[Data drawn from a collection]

## START

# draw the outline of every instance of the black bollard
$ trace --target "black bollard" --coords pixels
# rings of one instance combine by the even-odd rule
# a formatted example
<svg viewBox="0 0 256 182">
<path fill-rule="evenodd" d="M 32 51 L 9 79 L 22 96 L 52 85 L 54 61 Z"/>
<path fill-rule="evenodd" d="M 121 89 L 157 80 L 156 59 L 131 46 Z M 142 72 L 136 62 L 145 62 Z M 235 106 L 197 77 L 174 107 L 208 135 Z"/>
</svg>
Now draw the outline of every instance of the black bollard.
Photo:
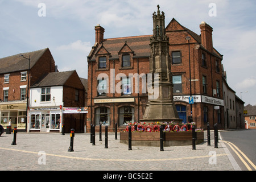
<svg viewBox="0 0 256 182">
<path fill-rule="evenodd" d="M 95 146 L 95 125 L 92 126 L 92 145 Z"/>
<path fill-rule="evenodd" d="M 218 148 L 218 129 L 217 124 L 214 125 L 214 148 Z"/>
<path fill-rule="evenodd" d="M 100 139 L 99 141 L 102 141 L 101 140 L 101 123 L 100 123 Z"/>
<path fill-rule="evenodd" d="M 131 126 L 129 126 L 128 127 L 128 145 L 129 150 L 131 150 Z"/>
<path fill-rule="evenodd" d="M 73 152 L 73 144 L 74 144 L 74 136 L 75 136 L 75 129 L 72 129 L 70 133 L 70 146 L 68 148 L 68 152 Z"/>
<path fill-rule="evenodd" d="M 117 140 L 117 123 L 115 123 L 115 139 Z"/>
<path fill-rule="evenodd" d="M 192 150 L 196 150 L 196 133 L 195 131 L 195 126 L 193 125 L 192 126 Z"/>
<path fill-rule="evenodd" d="M 108 126 L 105 127 L 105 148 L 109 148 L 108 147 Z"/>
<path fill-rule="evenodd" d="M 90 123 L 90 143 L 92 143 L 92 124 Z"/>
<path fill-rule="evenodd" d="M 164 138 L 163 138 L 163 126 L 160 126 L 160 151 L 163 151 L 163 140 L 164 140 Z"/>
<path fill-rule="evenodd" d="M 16 145 L 16 136 L 17 134 L 17 127 L 14 126 L 14 130 L 13 130 L 13 141 L 11 143 L 12 146 Z"/>
<path fill-rule="evenodd" d="M 64 123 L 62 124 L 62 134 L 61 134 L 61 135 L 65 135 Z"/>
<path fill-rule="evenodd" d="M 207 123 L 207 142 L 208 146 L 210 146 L 210 125 Z"/>
</svg>

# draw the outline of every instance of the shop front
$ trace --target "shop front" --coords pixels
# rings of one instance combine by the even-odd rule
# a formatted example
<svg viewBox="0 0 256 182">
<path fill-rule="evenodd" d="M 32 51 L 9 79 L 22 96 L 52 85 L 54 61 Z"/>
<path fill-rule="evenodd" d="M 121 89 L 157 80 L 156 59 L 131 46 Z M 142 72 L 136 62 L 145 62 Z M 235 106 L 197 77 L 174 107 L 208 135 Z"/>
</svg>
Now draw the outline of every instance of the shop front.
<svg viewBox="0 0 256 182">
<path fill-rule="evenodd" d="M 26 102 L 12 102 L 7 104 L 0 104 L 1 125 L 5 129 L 11 122 L 11 128 L 17 127 L 18 130 L 26 130 Z"/>
<path fill-rule="evenodd" d="M 61 132 L 62 111 L 60 107 L 30 108 L 28 132 Z"/>
</svg>

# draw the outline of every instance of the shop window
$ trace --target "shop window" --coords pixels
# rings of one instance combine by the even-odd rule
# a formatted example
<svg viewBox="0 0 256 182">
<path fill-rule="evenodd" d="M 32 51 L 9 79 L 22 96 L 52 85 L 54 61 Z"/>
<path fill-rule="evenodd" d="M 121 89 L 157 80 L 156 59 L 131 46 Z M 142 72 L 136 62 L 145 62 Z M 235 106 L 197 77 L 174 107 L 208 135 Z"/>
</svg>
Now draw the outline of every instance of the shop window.
<svg viewBox="0 0 256 182">
<path fill-rule="evenodd" d="M 100 57 L 98 58 L 98 68 L 106 68 L 106 56 Z"/>
<path fill-rule="evenodd" d="M 4 78 L 4 80 L 3 80 L 4 84 L 7 84 L 9 82 L 9 77 L 10 77 L 10 74 L 5 75 L 5 78 Z"/>
<path fill-rule="evenodd" d="M 20 89 L 20 101 L 26 100 L 26 88 Z"/>
<path fill-rule="evenodd" d="M 131 79 L 124 78 L 122 80 L 122 92 L 124 95 L 131 94 Z"/>
<path fill-rule="evenodd" d="M 206 67 L 207 66 L 205 54 L 204 53 L 202 53 L 202 67 Z"/>
<path fill-rule="evenodd" d="M 216 91 L 217 91 L 217 97 L 220 97 L 220 81 L 216 81 Z"/>
<path fill-rule="evenodd" d="M 123 55 L 122 56 L 122 67 L 129 67 L 131 66 L 130 55 Z"/>
<path fill-rule="evenodd" d="M 41 102 L 51 101 L 51 88 L 41 89 Z"/>
<path fill-rule="evenodd" d="M 182 81 L 181 75 L 172 76 L 172 83 L 174 84 L 174 93 L 182 93 Z"/>
<path fill-rule="evenodd" d="M 207 93 L 207 78 L 206 76 L 203 76 L 203 93 Z"/>
<path fill-rule="evenodd" d="M 107 92 L 107 80 L 98 81 L 98 96 L 106 96 Z"/>
<path fill-rule="evenodd" d="M 180 51 L 172 52 L 172 64 L 181 63 Z"/>
<path fill-rule="evenodd" d="M 59 129 L 60 122 L 60 114 L 52 114 L 51 115 L 51 129 Z"/>
<path fill-rule="evenodd" d="M 176 105 L 176 109 L 179 114 L 180 119 L 183 119 L 182 122 L 187 123 L 187 107 L 182 105 Z"/>
<path fill-rule="evenodd" d="M 100 107 L 95 109 L 95 122 L 96 125 L 101 123 L 102 125 L 109 125 L 109 108 Z"/>
<path fill-rule="evenodd" d="M 204 122 L 207 123 L 208 122 L 208 108 L 204 106 Z"/>
<path fill-rule="evenodd" d="M 3 102 L 8 102 L 9 90 L 3 90 Z"/>
<path fill-rule="evenodd" d="M 40 129 L 40 114 L 31 114 L 31 129 Z"/>
<path fill-rule="evenodd" d="M 119 125 L 134 123 L 134 108 L 123 106 L 119 109 Z"/>
<path fill-rule="evenodd" d="M 21 79 L 20 81 L 26 81 L 27 80 L 27 72 L 21 72 Z"/>
</svg>

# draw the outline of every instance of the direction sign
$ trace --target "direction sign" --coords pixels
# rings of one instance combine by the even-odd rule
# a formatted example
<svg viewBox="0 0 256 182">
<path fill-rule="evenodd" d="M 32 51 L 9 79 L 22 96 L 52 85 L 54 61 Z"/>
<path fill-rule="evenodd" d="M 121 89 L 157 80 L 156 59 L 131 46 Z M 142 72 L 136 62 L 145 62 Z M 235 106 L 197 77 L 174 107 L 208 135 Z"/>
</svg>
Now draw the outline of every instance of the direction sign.
<svg viewBox="0 0 256 182">
<path fill-rule="evenodd" d="M 194 97 L 188 97 L 188 103 L 189 104 L 194 104 Z"/>
</svg>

## END

[The task] Starting with the first line of the entries and going on through the line with "117 140 L 117", write those lines again with "black bollard" renamed to "street bollard" and everything else unchanged, leaving the pictures out.

[Response below]
# draw the outline of every instance of the street bollard
$ trace --target "street bollard" --coords pixels
# rings of one instance combine by the even-odd rule
# a formatted example
<svg viewBox="0 0 256 182">
<path fill-rule="evenodd" d="M 32 51 L 9 79 L 22 96 L 52 85 L 54 61 Z"/>
<path fill-rule="evenodd" d="M 121 89 L 157 80 L 156 59 L 131 46 Z M 142 72 L 136 62 L 145 62 Z M 235 106 L 197 77 L 174 107 L 208 135 Z"/>
</svg>
Now draw the outline of every instance of the street bollard.
Photo:
<svg viewBox="0 0 256 182">
<path fill-rule="evenodd" d="M 95 146 L 95 125 L 92 126 L 92 145 Z"/>
<path fill-rule="evenodd" d="M 218 148 L 218 129 L 217 124 L 214 125 L 214 148 Z"/>
<path fill-rule="evenodd" d="M 100 139 L 99 141 L 102 141 L 101 140 L 101 123 L 100 123 Z"/>
<path fill-rule="evenodd" d="M 131 126 L 129 126 L 128 127 L 128 145 L 129 150 L 131 150 Z"/>
<path fill-rule="evenodd" d="M 73 152 L 73 144 L 74 144 L 74 136 L 75 136 L 75 129 L 72 129 L 70 133 L 70 146 L 68 148 L 68 152 Z"/>
<path fill-rule="evenodd" d="M 117 140 L 117 123 L 115 123 L 115 139 Z"/>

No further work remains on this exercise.